• Exercise instructions
Word for word, restate the listing; omit the pictures.

• Source material
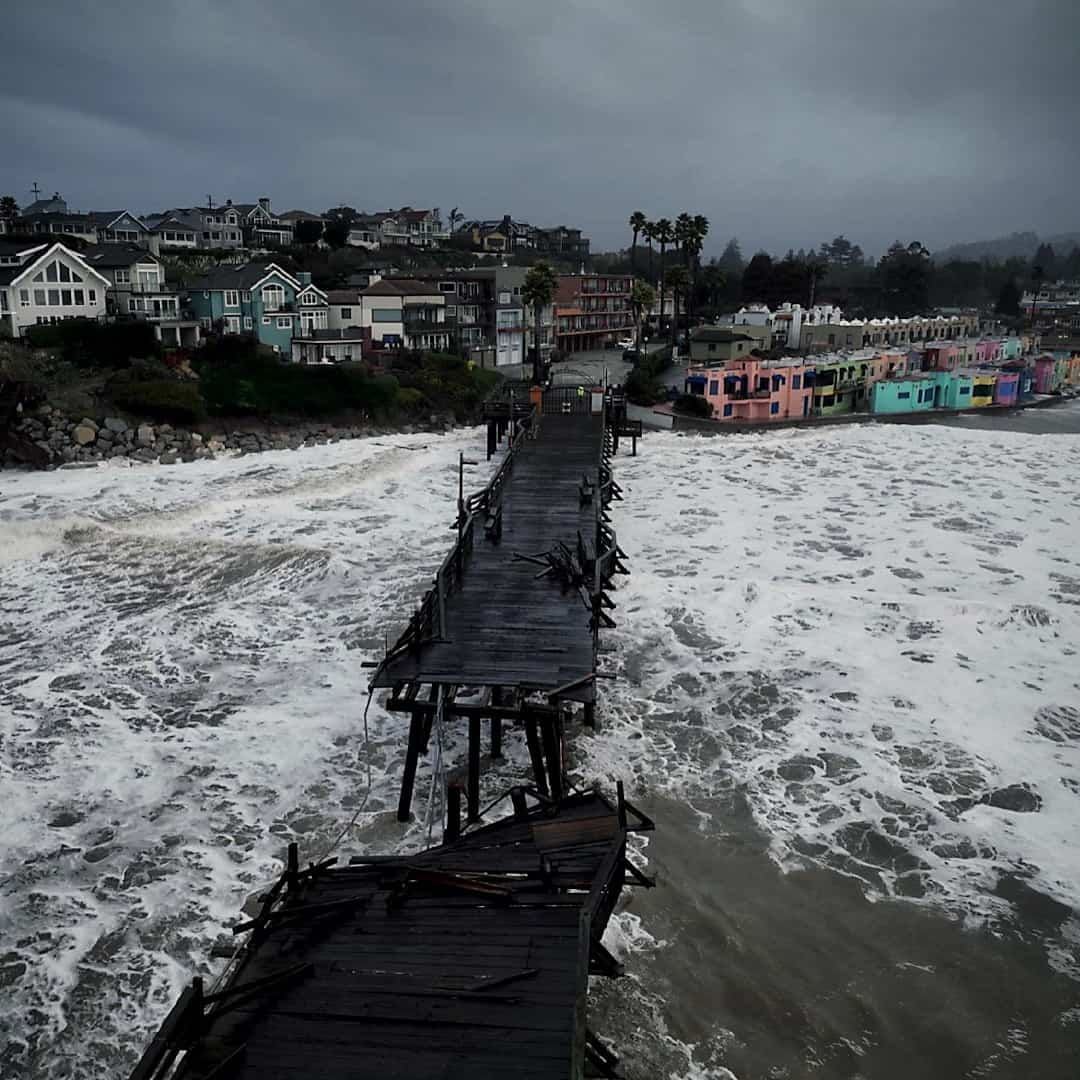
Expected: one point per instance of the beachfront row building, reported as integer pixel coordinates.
(889, 381)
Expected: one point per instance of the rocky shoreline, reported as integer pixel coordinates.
(70, 442)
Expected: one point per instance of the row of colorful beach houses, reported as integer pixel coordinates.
(941, 375)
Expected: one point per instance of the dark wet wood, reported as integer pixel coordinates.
(470, 959)
(504, 624)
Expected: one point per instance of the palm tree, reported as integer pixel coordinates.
(684, 234)
(642, 298)
(664, 234)
(697, 231)
(679, 281)
(538, 292)
(817, 269)
(715, 280)
(637, 223)
(649, 231)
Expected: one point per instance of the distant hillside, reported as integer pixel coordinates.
(1022, 244)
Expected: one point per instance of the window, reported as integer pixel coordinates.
(273, 297)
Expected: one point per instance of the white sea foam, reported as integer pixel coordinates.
(862, 629)
(867, 631)
(180, 694)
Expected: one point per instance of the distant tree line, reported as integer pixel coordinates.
(905, 281)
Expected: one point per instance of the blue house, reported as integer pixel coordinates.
(260, 299)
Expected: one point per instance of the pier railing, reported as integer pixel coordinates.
(429, 621)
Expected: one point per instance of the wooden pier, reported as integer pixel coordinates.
(509, 631)
(471, 960)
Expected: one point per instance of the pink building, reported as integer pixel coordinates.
(754, 390)
(888, 364)
(1045, 375)
(942, 356)
(988, 351)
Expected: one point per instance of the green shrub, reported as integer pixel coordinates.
(90, 343)
(159, 400)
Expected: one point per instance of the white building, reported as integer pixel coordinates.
(393, 313)
(46, 283)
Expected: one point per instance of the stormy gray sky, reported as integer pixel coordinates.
(783, 121)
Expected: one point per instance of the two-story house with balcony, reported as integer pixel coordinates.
(173, 230)
(261, 227)
(592, 311)
(394, 313)
(46, 283)
(119, 227)
(260, 299)
(138, 291)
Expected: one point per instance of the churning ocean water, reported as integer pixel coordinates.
(847, 684)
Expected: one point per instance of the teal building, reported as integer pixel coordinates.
(259, 299)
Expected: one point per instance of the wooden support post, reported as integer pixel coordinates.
(532, 738)
(293, 867)
(453, 831)
(408, 777)
(473, 779)
(553, 751)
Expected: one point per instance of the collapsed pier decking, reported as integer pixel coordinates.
(470, 959)
(510, 630)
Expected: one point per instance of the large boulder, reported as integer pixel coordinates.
(1020, 798)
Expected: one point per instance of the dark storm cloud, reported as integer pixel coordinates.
(783, 121)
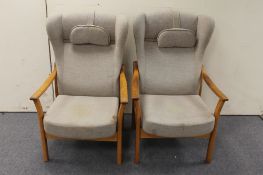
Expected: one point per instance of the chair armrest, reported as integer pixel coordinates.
(45, 85)
(123, 86)
(213, 86)
(135, 81)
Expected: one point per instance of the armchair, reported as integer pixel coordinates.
(89, 76)
(167, 78)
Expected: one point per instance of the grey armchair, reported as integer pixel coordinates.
(167, 78)
(90, 82)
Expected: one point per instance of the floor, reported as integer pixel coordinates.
(239, 151)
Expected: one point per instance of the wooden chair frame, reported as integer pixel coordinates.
(137, 114)
(45, 136)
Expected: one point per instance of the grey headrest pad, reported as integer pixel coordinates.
(176, 37)
(89, 34)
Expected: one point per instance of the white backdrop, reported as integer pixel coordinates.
(233, 59)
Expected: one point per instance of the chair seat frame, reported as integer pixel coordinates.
(137, 112)
(44, 136)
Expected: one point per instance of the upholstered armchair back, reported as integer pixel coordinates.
(170, 47)
(88, 51)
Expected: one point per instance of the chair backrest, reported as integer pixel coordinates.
(88, 51)
(170, 47)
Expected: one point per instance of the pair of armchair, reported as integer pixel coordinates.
(91, 87)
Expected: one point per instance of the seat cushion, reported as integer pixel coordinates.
(176, 116)
(82, 117)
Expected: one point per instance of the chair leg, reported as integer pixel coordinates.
(43, 141)
(211, 146)
(137, 145)
(44, 149)
(133, 115)
(119, 151)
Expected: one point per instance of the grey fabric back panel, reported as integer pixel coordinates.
(88, 69)
(170, 71)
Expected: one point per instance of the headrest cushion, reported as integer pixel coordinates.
(89, 34)
(176, 37)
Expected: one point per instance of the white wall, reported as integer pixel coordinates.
(233, 58)
(24, 61)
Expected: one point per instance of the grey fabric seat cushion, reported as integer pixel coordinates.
(82, 117)
(176, 116)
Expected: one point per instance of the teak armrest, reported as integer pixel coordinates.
(123, 86)
(135, 81)
(45, 85)
(213, 86)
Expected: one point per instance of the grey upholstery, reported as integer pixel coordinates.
(176, 37)
(88, 74)
(100, 66)
(170, 76)
(176, 115)
(89, 34)
(82, 117)
(170, 71)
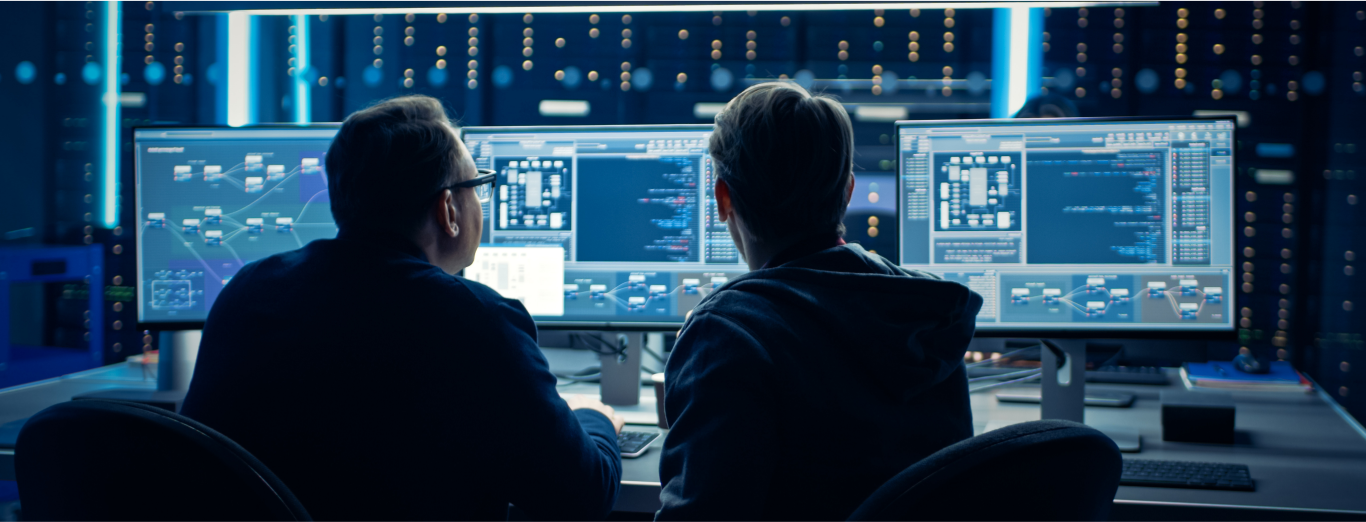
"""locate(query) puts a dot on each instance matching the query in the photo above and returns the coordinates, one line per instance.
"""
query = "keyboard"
(1186, 474)
(634, 443)
(1127, 375)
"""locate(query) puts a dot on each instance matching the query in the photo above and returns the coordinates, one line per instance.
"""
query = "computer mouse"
(1249, 364)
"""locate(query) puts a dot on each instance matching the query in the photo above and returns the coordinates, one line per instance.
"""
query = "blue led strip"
(109, 178)
(302, 96)
(1016, 58)
(242, 93)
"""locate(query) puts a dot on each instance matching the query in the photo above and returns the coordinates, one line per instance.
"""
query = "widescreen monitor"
(1078, 227)
(212, 200)
(603, 227)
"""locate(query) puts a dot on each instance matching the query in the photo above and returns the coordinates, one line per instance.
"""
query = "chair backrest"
(112, 459)
(1042, 470)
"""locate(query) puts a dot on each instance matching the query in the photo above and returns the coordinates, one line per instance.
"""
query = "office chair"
(112, 459)
(1042, 470)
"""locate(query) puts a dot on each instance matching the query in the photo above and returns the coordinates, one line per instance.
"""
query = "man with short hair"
(374, 381)
(797, 390)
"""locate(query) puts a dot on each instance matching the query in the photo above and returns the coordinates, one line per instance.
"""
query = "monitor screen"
(601, 227)
(1064, 226)
(212, 200)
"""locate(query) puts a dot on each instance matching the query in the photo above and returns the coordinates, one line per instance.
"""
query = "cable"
(1004, 375)
(1007, 383)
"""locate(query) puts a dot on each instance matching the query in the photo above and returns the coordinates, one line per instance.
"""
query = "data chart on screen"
(622, 217)
(1075, 224)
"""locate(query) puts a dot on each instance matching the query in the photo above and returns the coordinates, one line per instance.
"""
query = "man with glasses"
(377, 383)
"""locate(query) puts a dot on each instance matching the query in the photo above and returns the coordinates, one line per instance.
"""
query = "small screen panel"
(623, 217)
(212, 200)
(1075, 224)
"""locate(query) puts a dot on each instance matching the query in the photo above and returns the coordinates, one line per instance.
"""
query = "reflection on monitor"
(1085, 224)
(231, 196)
(629, 211)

• Result below
Expected: one point per instance of the beachfront row building, reported as integer pixel coordinates.
(889, 381)
Expected: one point per instance of the rocky shoreline, reported as integer pixel coordinates.
(70, 442)
Expected: one point per instance of the row of colorful beach houses, reported as integer pixel coordinates.
(941, 375)
Expected: one point per instance of the dark wet wood, reported as integer pixel coordinates.
(470, 959)
(504, 624)
Expected: one point per instance of the palm tree, reported as integer pixel coordinates.
(684, 234)
(642, 298)
(664, 234)
(697, 231)
(679, 281)
(538, 292)
(817, 269)
(715, 280)
(637, 223)
(649, 231)
Expected: one point per instance of the distant hillside, reported as integer pixel coordinates.
(1022, 244)
Expected: one point per instance of the window, reported as integer pixel coordinates.
(273, 297)
Expected: one point per instance of the white sea foam, reported as integer pixel coordinates.
(862, 629)
(867, 631)
(180, 694)
Expected: one point per instance of the distant tree line, reported as integer pixel coordinates.
(905, 281)
Expected: one point per instance of the blue house, reported as integer pixel coordinates.
(260, 299)
Expected: one point per instance of the pier railing, reported as integer pixel coordinates.
(429, 621)
Expected: one point per instance of the wooden pier, reported as integer pixel coordinates.
(509, 631)
(471, 960)
Expected: one point per instance of the pink building, reported as integer pixel coordinates.
(754, 390)
(888, 364)
(1045, 375)
(942, 356)
(988, 351)
Expected: one point per instance of the green shrub, reported as integer pixel coordinates.
(90, 343)
(159, 400)
Expected: one point per instance of the white building, reported as integer pixel coordinates.
(393, 313)
(46, 283)
Expected: one point per instance of the stormy gray sky, reported as integer pixel coordinates.
(783, 121)
Expected: one point per instance of the two-story house with balcony, reported as integer pixel coordinates.
(173, 230)
(261, 227)
(592, 311)
(394, 313)
(46, 283)
(119, 227)
(260, 299)
(138, 291)
Expected: one point per instance of the churning ocean water, reported as integer pixel coordinates.
(847, 684)
Expected: one point per instance of the teal building, reported as integer pixel coordinates.
(259, 299)
Expected: one point per instance of the wooden support post, reported as integer pixel coordinates.
(532, 738)
(293, 867)
(453, 831)
(408, 777)
(473, 779)
(553, 751)
Expected: one point per instance of the collapsed pier decking, reported as integer pixel coordinates.
(470, 959)
(510, 630)
Expected: one point per instance of the large boulder, reported as integer pixel coordinates.
(1020, 798)
Expected: one point per instance of the dark storm cloud, reported as integer pixel coordinates.
(783, 121)
Expected: one point per instance of the chair armrest, reported as integer pixel coordinates.
(45, 85)
(123, 86)
(213, 86)
(135, 81)
Expected: one point per instance of the armchair, reported as integer pixel coordinates.
(89, 76)
(167, 78)
Expected: one point per instance of the grey armchair, reported as integer pixel coordinates.
(167, 78)
(90, 82)
Expected: one point per instance of the floor, reported as integer pixel coordinates.
(239, 151)
Expected: one point per instance of the wooden chair frame, reported as integer pixel coordinates.
(137, 114)
(45, 136)
Expected: one point per instance of the grey headrest pad, reported as integer pixel coordinates.
(176, 37)
(89, 34)
Expected: one point per instance of the white backdrop, reported as integer pixel coordinates.
(233, 59)
Expected: one point per instance of the chair seat frame, reported as integer pixel coordinates.
(137, 112)
(44, 136)
Expected: one point per instance of the upholstered armchair back, reported as integer pixel coordinates.
(170, 47)
(88, 51)
Expected: one point per instance of the chair backrest, reported as integer pixel coordinates.
(88, 51)
(170, 47)
Expected: one point per instance of the pair of armchair, reported as integer pixel coordinates.
(91, 87)
Expected: one point per instance of the seat cushion, reported as integer pixel coordinates.
(176, 116)
(82, 117)
Expected: one point per instance of the chair leg, reported as integer pixel coordinates.
(43, 141)
(211, 146)
(137, 145)
(44, 149)
(133, 115)
(119, 151)
Expected: one point per instance of the grey fabric back panel, reported as integer pixel coordinates.
(88, 69)
(170, 71)
Expected: one point per instance of the headrest cushion, reported as integer pixel coordinates.
(89, 34)
(176, 37)
Expected: one point per instance of the white wall, reported as integer pixel coordinates.
(233, 58)
(24, 61)
Expected: one point per instance of the grey fabric seat cushion, reported as integer pixel coordinates.
(82, 117)
(176, 116)
Expected: one point per instance of the teak armrest, reported as integer pixel coordinates.
(123, 86)
(135, 81)
(45, 85)
(213, 86)
Expected: one point per instance of the grey upholstery, reported as integer pixel coordinates.
(176, 37)
(88, 74)
(100, 66)
(170, 76)
(176, 115)
(89, 34)
(82, 117)
(170, 71)
"""locate(query) puts a dot on each instance matching the query in the photo above and returns the coordinates, one line per instance.
"""
query = "keyboard"
(1186, 474)
(634, 443)
(1127, 375)
"""locate(query) puts a dot on each instance matching the query in the photo above and returns the coordinates, one line per instance.
"""
query = "computer mouse"
(1249, 364)
"""locate(query) puts a dot on each instance matching the query in the photo above and returns the coordinates, one line per instance.
"""
query = "blue led strip"
(109, 178)
(302, 96)
(1016, 58)
(242, 93)
"""locate(query) puts a dot on each instance matching the query in the photo above and returns the coordinates, one line per instance.
"""
query = "widescreen monitor"
(1078, 227)
(212, 200)
(603, 227)
"""locate(query) puts a dot on each instance matching the query in the photo above and returns the coordinates, one line per instance.
"""
query = "chair backrest"
(112, 459)
(1042, 470)
"""locate(query) puts a dot on each instance matching the query in the photo above and returns the coordinates, one line per instance.
"""
query = "office chair"
(112, 459)
(1042, 470)
"""locate(query) puts a dot on each instance matching the query in the photo above and returns the coordinates, one line per instance.
"""
query = "man with short hair"
(374, 381)
(797, 390)
"""locate(query) puts a dot on each instance matching the query in the photo above and returns the coordinates, one line per instance.
"""
query = "monitor screen"
(601, 227)
(1064, 226)
(212, 200)
"""locate(query) puts a dot on each instance matching the query in the photo above and returns the coordinates, one line per instance.
"""
query = "cable"
(1004, 375)
(1007, 383)
"""locate(query) puts a dot on each instance matching the query in the photo above and returns the coordinates, one line per instance.
"""
query = "data chart on screen"
(622, 217)
(1075, 224)
"""locate(query) puts a dot on each instance matching the query in the photo above and returns the coordinates, one line per instance.
"""
query = "man with glasses"
(377, 383)
"""locate(query) puts a dot on each instance matching the query in the photo above and returns the coordinates, one line per instance.
"""
query = "small screen panel"
(623, 217)
(212, 200)
(1075, 224)
"""locate(query) puts a dot on each instance matching the query in the photo above and returns the coordinates, one line per instance.
"""
query = "reflection on monitor"
(1085, 224)
(231, 196)
(629, 211)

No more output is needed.